- Data listing
((
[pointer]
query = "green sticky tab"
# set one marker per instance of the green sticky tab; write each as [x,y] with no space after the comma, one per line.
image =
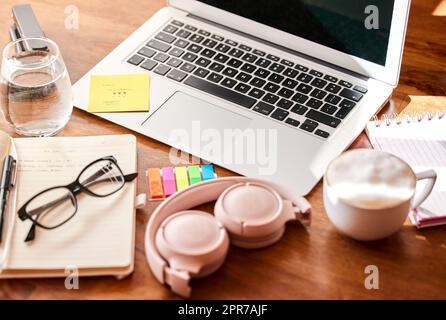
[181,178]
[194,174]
))
((
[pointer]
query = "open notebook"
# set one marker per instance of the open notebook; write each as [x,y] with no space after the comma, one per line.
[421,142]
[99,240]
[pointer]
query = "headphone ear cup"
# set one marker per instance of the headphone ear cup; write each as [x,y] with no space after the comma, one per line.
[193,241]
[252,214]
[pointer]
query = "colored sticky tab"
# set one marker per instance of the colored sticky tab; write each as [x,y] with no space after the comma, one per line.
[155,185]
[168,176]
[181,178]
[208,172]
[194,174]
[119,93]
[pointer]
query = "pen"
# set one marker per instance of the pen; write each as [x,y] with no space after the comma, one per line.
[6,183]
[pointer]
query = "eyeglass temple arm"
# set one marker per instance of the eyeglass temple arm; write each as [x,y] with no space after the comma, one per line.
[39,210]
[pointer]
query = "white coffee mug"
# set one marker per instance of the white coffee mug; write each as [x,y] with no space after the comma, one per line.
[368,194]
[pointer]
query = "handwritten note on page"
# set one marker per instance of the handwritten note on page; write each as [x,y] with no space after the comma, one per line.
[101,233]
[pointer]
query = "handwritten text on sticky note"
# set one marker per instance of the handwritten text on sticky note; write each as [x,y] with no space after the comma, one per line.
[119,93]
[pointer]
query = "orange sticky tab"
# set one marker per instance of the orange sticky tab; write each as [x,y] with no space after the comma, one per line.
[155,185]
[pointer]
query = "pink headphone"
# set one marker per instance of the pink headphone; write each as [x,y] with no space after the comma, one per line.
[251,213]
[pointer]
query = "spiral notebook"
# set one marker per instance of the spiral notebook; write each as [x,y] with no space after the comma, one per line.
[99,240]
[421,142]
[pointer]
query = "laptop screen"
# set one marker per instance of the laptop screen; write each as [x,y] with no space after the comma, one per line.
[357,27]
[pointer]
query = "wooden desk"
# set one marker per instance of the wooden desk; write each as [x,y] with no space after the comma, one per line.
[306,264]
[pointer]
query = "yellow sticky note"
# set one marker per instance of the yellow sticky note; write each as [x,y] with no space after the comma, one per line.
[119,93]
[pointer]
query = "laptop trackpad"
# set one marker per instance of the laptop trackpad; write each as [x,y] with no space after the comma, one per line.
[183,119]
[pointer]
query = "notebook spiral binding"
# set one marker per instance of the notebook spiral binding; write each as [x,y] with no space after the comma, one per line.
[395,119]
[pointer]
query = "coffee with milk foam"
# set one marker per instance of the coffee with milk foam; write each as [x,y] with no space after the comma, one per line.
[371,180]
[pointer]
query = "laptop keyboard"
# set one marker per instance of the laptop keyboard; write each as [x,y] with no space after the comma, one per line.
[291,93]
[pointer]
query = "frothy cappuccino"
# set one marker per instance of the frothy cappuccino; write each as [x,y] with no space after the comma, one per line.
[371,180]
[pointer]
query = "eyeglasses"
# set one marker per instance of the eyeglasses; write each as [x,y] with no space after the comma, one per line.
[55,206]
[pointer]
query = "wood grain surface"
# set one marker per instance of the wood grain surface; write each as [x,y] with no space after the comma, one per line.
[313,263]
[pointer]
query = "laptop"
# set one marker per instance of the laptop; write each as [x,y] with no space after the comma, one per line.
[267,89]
))
((
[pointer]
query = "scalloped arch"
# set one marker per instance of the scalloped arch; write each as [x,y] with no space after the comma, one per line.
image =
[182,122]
))
- YOUR TASK
Which lines of the data listing above contain the word "spiral"? Filter them out and copy each one.

- PROBLEM SOLUTION
query = "spiral notebook"
# set one marker per instance of the spiral notebook; write each as [x,y] with no space after the comma, one per line.
query = "notebook spiral binding"
# set one marker per instance of the notebook spiral binding; write each as [x,y] with no space after the comma, one per line.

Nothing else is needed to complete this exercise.